• [TASK OBJECTIVE]: Count the lines in the records below that contain the string "slab", treating uppercase and lowercase as different, and reply with the number alone.

--- BEGIN DATA FOR THIS TASK ---

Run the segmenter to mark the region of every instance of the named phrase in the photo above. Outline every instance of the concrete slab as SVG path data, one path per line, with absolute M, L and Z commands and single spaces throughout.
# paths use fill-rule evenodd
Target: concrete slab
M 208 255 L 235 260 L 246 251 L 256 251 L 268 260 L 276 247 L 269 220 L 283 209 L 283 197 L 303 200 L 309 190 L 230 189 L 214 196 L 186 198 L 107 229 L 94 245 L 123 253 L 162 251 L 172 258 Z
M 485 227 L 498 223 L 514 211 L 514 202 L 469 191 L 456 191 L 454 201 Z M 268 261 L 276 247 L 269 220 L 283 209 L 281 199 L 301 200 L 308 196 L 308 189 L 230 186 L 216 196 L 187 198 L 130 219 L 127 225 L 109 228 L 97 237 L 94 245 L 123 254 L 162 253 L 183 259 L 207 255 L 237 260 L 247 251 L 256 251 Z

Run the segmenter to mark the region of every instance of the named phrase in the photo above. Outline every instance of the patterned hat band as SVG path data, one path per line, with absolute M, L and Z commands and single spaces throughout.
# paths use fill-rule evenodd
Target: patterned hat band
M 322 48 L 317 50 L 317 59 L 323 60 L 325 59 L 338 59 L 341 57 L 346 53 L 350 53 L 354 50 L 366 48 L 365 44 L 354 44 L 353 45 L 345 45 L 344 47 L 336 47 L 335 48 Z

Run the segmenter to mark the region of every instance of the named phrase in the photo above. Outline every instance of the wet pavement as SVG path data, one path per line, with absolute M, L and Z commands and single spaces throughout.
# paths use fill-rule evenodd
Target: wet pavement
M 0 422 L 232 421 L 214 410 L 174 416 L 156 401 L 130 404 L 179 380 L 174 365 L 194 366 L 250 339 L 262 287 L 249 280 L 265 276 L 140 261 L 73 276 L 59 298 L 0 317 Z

--- END DATA FOR THIS TASK ---

• [OUTPUT FOR THIS EXERCISE]: 2